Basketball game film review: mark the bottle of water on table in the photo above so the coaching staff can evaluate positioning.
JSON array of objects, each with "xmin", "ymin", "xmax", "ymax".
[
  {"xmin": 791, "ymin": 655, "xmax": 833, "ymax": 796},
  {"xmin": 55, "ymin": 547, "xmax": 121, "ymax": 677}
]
━━━━
Exercise brief: The listing above should be repeated in its entirety, unchanged.

Exercise solution:
Basketball game film review: mark the bottle of water on table in the photo above so the coaching staff can evaluate positioning.
JSON array of objects, each with "xmin", "ymin", "xmax", "ymax".
[
  {"xmin": 791, "ymin": 655, "xmax": 833, "ymax": 796},
  {"xmin": 55, "ymin": 547, "xmax": 121, "ymax": 677}
]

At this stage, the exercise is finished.